ИСХОДНЫЙ ДОКУМЕНТ =
________
Удары колокола с дальней церкви монотонны, ежевечерни, безымянная птица повторяет в ночи свои две ноты; время замирает, останавливается, человека наполняет ожидание почти нестерпимое. Это чувство ищет себе объяснения прямого: кто-то должен прийти, что-то должно быть сказано. С такой остротой ожидания Треплев—Мейерхольд осматривал занавес и помост за ним — все готово и все может оказаться ни к чему. Нина—Роксанова появлялась в том же страхе опоздать, была возбуждена скачкой. В ее распоряжении мало времени.

Спектакль, впервые на театре создававший чудо кантиленного развития — льющейся непрерывности сценического действия, передавал жизнь рвущуюся, взятую в точке возможного прорыва, для кого-то желанного, для всех драматического.

В «Чайке» МХТ, продолжая свою смену театральных ориентиров, отзывался на новые композиционные принципы пьесы: подвижный, незакрепленный центр, не столько действенные противостояния, сколько внутренняя напряженность, токи притяжений и отталкиваний. У режиссера отыскивались средства вести чеховский «подтекстовый сюжет» (одно из важнейших открытий новой драмы — превращение «сюжета для небольшого рассказа», сохраняющего свою ранящую конкретность, в сюжет бытийственный и музыкальный). В письме к Станиславскому лет шесть-семь спустя Немирович-Данченко назовет этого режиссера: «тот кто-то, который поставил "Чайку", кто образовался из странного слияния меня и Вас». «Совершеннейший новатор».
________
ПОКАЗАННЫЕ ЗАПИСИ =
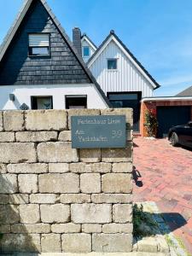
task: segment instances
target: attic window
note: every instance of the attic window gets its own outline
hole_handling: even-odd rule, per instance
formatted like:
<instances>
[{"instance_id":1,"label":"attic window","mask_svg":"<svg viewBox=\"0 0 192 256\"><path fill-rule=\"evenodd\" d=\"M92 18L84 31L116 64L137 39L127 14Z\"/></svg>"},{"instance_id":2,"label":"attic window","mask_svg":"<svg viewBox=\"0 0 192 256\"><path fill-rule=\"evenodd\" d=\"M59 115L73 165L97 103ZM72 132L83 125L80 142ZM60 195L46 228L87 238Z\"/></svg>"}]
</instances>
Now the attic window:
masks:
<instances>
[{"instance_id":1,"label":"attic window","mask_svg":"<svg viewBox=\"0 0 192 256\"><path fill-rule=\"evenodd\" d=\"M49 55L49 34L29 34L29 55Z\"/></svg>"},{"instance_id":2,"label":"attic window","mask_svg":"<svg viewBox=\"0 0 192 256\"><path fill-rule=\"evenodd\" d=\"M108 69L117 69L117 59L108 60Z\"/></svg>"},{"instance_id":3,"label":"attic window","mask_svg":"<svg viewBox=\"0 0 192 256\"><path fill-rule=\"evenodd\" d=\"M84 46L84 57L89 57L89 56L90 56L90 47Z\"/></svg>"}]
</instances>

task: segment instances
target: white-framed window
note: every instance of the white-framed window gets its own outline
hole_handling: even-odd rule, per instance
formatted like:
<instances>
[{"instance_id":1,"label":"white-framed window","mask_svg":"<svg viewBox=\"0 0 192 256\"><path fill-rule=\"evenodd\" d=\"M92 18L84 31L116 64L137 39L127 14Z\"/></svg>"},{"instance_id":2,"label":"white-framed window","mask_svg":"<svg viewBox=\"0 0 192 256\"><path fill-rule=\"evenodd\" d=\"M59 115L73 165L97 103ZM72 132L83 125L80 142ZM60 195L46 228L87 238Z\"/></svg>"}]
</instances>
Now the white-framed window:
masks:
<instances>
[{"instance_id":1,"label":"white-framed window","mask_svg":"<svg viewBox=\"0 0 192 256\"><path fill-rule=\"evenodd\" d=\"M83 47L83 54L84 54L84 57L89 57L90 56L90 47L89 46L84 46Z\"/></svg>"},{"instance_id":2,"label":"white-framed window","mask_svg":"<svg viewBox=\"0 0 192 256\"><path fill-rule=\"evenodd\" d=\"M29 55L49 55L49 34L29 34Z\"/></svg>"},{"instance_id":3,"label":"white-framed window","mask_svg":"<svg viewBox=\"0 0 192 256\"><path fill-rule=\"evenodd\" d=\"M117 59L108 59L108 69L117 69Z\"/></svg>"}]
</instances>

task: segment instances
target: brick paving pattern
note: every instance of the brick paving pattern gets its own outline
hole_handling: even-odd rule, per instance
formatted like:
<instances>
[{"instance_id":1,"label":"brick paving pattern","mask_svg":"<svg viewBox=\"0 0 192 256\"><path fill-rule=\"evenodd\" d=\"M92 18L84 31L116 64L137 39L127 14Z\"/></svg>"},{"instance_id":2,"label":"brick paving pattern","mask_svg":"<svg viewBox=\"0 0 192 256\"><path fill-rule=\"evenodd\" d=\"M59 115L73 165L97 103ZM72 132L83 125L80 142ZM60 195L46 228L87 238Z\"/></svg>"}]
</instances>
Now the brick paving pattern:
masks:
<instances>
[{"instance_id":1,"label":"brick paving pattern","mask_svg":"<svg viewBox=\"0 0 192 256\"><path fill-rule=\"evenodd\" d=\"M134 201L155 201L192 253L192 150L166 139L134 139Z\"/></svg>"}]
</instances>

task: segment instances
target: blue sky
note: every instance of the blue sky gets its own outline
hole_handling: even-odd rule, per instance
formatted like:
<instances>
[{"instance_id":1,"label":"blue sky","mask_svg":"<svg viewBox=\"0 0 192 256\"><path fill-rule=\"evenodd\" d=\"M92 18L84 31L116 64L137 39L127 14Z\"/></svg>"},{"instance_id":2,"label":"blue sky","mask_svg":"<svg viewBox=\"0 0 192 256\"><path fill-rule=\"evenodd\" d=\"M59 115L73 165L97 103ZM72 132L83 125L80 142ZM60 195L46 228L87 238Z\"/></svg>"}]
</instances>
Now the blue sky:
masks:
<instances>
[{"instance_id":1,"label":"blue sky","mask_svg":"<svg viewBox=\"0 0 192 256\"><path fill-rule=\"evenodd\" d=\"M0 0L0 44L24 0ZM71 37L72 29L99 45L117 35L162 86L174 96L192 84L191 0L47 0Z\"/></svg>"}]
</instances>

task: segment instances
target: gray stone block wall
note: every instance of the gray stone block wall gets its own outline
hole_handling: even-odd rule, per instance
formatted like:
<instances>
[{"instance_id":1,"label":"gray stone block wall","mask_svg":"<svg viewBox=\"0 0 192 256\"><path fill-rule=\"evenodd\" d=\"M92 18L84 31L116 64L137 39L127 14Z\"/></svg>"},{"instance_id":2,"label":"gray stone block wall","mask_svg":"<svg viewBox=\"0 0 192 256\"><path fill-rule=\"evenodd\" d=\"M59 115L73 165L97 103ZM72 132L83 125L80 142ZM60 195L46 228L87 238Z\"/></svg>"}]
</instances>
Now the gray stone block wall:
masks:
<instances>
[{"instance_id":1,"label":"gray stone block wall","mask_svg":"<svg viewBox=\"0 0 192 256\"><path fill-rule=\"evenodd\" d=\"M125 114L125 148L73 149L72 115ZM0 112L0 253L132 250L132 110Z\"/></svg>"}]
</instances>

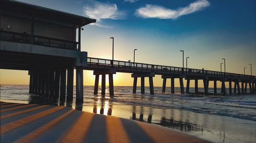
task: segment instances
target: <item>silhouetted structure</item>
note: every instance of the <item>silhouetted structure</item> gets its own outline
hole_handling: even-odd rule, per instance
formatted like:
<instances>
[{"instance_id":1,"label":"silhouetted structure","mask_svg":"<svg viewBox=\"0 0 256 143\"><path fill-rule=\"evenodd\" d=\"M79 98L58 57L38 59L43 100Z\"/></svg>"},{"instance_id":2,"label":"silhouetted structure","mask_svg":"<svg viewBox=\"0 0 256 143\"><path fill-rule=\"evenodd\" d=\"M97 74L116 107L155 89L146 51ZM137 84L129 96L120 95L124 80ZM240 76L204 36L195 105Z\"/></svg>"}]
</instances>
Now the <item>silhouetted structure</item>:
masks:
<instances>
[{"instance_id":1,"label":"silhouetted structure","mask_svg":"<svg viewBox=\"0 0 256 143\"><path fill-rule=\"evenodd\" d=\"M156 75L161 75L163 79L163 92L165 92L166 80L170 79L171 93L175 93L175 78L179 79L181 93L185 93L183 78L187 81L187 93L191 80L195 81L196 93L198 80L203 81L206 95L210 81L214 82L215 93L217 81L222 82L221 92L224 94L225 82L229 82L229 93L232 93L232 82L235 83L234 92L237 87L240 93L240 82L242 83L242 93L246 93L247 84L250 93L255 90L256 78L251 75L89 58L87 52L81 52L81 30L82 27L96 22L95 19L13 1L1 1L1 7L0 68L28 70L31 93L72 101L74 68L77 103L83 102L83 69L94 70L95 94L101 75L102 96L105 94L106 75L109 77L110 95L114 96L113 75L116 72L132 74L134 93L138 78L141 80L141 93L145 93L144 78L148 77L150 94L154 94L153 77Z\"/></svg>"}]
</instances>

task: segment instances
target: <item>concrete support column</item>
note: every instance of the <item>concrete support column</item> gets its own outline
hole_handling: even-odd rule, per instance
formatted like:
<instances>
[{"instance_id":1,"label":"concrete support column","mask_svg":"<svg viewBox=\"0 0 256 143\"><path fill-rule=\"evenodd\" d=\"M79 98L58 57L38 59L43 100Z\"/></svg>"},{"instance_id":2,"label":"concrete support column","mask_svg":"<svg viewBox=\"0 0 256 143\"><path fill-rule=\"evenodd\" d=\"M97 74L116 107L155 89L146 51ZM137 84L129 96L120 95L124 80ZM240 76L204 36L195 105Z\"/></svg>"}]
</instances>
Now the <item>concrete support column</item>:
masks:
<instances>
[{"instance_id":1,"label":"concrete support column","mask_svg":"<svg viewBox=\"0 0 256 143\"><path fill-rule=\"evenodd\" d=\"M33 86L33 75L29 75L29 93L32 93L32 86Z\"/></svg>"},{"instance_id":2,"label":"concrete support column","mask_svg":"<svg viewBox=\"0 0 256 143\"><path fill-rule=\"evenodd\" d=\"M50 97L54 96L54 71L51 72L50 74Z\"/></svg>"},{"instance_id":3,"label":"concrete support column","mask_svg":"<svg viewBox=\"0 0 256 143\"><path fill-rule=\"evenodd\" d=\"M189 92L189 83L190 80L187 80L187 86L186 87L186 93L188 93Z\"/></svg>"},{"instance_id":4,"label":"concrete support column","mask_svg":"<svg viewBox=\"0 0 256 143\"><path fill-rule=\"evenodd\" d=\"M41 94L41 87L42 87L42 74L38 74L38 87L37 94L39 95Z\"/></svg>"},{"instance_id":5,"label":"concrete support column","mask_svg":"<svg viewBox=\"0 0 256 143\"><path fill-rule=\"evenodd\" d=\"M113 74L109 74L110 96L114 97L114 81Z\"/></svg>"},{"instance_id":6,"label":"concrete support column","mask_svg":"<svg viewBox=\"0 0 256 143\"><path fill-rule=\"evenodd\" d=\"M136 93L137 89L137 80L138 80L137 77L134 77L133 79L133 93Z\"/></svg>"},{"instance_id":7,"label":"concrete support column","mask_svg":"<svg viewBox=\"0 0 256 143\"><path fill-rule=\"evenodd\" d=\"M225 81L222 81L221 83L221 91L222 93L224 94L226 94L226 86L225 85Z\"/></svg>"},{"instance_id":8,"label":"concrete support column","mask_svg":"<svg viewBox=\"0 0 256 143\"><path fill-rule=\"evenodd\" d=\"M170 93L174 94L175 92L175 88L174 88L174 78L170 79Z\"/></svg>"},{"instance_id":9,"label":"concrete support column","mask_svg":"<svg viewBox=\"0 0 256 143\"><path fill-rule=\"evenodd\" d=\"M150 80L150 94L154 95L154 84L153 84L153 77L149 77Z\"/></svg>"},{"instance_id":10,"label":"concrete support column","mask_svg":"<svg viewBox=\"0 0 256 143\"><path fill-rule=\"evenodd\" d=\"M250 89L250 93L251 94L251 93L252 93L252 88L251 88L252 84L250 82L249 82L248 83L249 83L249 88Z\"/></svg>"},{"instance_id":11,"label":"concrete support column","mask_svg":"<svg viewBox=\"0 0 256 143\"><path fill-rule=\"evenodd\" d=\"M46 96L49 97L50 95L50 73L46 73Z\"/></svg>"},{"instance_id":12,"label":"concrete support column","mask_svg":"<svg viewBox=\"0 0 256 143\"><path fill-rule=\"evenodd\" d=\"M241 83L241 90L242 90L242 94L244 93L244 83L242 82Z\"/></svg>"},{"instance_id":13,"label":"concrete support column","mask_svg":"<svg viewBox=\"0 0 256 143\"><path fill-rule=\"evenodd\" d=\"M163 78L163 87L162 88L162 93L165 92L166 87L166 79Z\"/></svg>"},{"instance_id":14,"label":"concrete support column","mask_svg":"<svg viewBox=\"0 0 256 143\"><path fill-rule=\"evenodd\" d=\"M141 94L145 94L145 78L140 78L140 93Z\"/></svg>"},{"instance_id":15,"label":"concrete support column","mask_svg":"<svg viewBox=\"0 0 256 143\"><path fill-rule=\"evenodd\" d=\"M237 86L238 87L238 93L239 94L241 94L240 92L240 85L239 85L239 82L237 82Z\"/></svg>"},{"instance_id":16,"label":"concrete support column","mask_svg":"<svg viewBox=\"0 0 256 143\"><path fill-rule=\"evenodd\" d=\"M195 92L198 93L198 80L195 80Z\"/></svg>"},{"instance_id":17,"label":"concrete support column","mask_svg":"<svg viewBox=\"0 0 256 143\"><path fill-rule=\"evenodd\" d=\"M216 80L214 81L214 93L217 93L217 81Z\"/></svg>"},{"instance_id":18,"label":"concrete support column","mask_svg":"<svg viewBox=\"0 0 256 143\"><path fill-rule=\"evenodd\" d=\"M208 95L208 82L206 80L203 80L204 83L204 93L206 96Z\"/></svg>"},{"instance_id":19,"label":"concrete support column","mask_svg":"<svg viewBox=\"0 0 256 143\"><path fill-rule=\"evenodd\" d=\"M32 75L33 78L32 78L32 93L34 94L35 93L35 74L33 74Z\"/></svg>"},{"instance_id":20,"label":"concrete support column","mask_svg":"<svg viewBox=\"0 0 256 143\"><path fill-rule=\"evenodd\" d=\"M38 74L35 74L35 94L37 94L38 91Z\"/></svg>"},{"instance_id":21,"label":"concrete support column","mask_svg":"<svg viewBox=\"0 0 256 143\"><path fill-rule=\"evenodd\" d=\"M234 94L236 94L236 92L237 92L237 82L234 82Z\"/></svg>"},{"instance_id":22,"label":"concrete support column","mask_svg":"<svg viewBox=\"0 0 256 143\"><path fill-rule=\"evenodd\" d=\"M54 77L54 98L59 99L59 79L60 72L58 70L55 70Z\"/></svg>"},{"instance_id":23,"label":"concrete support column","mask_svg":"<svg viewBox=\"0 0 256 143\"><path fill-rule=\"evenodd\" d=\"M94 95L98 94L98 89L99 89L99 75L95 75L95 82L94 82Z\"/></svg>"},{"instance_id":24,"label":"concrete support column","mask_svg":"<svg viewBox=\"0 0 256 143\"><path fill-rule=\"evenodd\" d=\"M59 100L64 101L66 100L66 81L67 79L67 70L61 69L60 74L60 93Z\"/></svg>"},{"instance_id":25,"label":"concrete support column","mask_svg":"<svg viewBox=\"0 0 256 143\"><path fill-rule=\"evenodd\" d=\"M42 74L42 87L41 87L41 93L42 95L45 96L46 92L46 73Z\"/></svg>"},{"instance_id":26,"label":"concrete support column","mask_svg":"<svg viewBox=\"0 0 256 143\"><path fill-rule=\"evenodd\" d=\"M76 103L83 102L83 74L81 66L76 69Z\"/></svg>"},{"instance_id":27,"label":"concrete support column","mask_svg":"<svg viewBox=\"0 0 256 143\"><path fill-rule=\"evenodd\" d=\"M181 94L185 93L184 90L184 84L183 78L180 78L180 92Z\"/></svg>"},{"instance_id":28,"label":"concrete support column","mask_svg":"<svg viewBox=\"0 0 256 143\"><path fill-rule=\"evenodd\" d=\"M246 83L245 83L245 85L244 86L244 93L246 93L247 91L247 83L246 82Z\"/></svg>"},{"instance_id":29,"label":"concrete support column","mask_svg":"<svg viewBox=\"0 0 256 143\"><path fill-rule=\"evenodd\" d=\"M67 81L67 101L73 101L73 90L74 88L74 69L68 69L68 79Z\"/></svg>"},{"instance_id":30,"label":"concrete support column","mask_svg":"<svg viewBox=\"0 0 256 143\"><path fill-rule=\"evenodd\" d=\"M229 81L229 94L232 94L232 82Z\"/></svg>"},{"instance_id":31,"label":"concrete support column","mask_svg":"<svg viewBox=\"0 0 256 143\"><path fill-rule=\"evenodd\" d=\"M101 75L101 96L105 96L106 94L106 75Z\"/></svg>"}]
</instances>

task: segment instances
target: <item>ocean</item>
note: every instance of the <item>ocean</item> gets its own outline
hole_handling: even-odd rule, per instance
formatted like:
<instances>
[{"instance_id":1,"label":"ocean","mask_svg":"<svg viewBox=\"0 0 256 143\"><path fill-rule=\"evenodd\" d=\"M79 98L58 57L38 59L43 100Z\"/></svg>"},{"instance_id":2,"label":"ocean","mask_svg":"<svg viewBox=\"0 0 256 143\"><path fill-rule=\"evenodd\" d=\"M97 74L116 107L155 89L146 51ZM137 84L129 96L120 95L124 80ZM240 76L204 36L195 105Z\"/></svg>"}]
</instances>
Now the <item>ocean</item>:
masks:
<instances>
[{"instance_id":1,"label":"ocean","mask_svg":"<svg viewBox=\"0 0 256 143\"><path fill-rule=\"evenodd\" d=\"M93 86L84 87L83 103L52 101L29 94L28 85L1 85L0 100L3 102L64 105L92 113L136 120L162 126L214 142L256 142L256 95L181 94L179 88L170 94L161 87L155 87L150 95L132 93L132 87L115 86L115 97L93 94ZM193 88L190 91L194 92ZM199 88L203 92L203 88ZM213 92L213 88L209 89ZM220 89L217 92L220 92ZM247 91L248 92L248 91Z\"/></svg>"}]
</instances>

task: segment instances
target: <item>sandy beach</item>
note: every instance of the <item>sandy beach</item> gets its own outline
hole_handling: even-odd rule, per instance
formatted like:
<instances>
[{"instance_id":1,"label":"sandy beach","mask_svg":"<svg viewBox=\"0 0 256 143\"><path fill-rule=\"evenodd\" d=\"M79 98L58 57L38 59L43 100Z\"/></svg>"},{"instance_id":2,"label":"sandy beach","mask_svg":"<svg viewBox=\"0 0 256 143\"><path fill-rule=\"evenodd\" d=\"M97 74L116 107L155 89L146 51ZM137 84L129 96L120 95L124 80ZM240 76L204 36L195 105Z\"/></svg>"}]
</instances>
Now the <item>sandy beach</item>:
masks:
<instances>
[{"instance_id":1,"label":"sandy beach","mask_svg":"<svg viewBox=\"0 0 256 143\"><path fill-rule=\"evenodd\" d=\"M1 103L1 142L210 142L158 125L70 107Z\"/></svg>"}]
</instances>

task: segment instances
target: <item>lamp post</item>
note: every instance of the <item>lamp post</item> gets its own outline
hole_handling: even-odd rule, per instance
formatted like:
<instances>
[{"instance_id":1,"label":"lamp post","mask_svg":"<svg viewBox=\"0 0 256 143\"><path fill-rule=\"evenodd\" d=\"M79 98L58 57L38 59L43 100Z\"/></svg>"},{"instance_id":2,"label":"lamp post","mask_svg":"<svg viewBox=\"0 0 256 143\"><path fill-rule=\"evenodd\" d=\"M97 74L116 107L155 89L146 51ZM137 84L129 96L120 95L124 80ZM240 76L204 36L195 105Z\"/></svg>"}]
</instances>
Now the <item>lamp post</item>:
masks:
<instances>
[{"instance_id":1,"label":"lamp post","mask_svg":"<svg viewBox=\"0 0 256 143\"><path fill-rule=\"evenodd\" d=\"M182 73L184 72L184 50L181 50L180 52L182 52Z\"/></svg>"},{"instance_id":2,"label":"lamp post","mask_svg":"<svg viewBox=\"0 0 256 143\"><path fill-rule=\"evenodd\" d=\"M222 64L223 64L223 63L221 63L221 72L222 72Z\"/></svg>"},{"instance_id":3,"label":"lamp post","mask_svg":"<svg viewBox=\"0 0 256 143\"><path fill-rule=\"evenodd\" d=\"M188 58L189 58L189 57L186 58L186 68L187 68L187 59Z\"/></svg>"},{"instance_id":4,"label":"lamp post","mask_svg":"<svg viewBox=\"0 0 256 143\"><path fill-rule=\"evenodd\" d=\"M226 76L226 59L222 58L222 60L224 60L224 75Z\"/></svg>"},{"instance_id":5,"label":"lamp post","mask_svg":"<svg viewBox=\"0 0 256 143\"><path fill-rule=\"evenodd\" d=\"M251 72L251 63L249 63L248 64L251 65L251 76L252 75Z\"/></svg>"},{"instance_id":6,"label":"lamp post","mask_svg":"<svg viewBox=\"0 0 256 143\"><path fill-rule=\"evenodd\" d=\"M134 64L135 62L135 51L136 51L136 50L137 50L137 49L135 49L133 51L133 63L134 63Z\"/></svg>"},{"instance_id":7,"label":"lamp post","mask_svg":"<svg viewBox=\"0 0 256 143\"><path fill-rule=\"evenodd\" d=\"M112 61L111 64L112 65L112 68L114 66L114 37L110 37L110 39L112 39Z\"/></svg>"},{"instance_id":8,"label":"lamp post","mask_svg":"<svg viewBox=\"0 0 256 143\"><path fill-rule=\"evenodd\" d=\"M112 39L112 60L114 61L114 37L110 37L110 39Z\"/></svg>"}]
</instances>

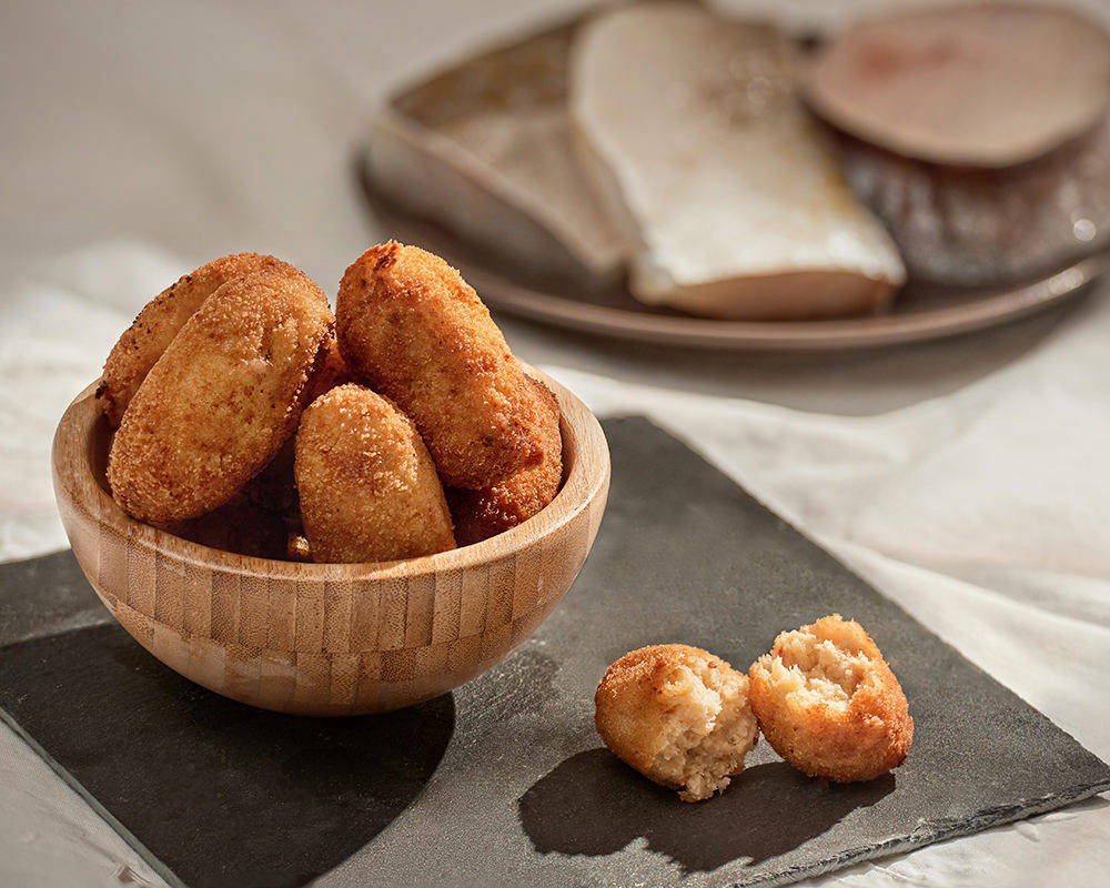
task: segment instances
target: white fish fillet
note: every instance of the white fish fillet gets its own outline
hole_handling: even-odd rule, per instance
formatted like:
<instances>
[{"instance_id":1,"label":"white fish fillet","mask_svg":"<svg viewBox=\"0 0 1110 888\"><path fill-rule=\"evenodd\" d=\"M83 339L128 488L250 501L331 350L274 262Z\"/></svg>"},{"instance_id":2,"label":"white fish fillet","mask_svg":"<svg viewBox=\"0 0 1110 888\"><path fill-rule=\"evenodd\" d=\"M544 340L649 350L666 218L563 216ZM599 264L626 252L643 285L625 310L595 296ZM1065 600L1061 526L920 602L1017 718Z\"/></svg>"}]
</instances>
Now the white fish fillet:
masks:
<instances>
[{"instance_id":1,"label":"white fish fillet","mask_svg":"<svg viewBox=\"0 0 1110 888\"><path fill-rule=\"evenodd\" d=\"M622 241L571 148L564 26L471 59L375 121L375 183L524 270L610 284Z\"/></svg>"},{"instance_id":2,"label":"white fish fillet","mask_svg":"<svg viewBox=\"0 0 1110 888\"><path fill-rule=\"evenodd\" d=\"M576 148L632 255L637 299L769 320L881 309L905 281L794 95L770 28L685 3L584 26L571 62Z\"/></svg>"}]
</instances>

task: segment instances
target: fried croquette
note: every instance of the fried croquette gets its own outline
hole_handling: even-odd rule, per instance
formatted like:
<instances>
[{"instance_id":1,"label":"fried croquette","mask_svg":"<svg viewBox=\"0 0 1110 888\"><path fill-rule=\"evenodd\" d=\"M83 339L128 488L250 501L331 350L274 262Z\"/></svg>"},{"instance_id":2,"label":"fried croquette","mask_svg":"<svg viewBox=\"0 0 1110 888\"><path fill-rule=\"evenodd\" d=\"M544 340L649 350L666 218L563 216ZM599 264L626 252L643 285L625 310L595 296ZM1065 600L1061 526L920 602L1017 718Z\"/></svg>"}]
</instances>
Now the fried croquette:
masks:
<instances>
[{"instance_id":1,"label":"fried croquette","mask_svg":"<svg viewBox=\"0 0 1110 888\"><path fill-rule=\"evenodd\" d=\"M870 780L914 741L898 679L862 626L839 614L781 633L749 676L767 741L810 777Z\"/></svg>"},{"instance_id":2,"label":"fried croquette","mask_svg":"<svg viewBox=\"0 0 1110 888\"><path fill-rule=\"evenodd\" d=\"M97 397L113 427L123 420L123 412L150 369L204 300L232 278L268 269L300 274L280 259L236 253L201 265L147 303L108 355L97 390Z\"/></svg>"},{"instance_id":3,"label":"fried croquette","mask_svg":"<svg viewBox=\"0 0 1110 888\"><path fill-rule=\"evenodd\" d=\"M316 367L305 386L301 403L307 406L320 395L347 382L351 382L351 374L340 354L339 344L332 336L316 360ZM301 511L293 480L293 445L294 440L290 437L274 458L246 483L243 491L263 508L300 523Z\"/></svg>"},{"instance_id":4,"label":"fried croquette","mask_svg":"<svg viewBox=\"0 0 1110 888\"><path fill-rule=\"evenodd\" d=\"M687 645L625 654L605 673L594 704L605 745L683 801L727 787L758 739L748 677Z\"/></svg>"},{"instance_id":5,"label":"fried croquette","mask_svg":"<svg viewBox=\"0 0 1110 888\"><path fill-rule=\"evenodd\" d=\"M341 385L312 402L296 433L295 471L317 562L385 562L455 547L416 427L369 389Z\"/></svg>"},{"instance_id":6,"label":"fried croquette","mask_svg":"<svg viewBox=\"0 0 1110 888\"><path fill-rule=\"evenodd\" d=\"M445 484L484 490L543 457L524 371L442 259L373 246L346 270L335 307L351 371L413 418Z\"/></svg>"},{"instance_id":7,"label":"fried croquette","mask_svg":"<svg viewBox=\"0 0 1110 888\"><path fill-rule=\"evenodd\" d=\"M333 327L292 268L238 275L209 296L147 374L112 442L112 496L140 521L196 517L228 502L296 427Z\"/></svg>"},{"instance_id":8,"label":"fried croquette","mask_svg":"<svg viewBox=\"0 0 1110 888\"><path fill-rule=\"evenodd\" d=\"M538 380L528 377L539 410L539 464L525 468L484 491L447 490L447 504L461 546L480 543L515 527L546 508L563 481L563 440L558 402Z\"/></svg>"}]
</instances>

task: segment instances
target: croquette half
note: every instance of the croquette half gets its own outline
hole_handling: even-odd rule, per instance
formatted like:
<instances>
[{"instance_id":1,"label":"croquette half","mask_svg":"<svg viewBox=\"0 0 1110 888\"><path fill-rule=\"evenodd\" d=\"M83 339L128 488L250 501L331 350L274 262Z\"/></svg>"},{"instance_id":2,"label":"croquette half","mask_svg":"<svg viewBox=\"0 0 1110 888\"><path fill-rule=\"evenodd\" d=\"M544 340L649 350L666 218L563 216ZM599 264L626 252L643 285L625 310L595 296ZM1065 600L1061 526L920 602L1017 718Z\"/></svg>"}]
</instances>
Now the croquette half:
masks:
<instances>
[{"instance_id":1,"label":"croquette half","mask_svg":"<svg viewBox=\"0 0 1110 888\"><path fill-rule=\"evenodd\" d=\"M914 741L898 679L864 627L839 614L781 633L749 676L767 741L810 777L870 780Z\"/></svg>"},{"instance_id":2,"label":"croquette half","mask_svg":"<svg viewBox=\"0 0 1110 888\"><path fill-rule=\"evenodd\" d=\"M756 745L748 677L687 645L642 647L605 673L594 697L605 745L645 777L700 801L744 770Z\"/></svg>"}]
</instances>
________
ТРЕБОВАНИЯ =
A) Определите, согласуются ли с текстом о «Чайке» МХТ утверждения (i) «Роль Треплева исполнял Мейерхольд», (ii) «Нина появлялась на сцене спокойной и неторопливой» и (iii) «Центр композиции пьесы назван неподвижным и закрепленным», и для каждого ответьте «да» или «нет», приведя точную цитату из текста.
B) Верните без изменений фрагмент текста о «Чайке» МХТ, начиная со слов «Удары колокола с» и продолжая до слов «для всех драматического.» включительно.
Опирайтесь только на текст о «Чайке» МХТ.

СПИСОК ОТВЕТОВ =
A)
(i) Да: «Треплев—Мейерхольд осматривал занавес и помост за ним».
(ii) Нет: «Нина—Роксанова появлялась в том же страхе опоздать, была возбуждена скачкой».
(iii) Нет: «подвижный, незакрепленный центр».

B)
Удары колокола с дальней церкви монотонны, ежевечерни, безымянная птица повторяет в ночи свои две ноты; время замирает, останавливается, человека наполняет ожидание почти нестерпимое. Это чувство ищет себе объяснения прямого: кто-то должен прийти, что-то должно быть сказано. С такой остротой ожидания Треплев—Мейерхольд осматривал занавес и помост за ним — все готово и все может оказаться ни к чему. Нина—Роксанова появлялась в том же страхе опоздать, была возбуждена скачкой. В ее распоряжении мало времени.

Спектакль, впервые на театре создававший чудо кантиленного развития — льющейся непрерывности сценического действия, передавал жизнь рвущуюся, взятую в точке возможного прорыва, для кого-то желанного, для всех драматического.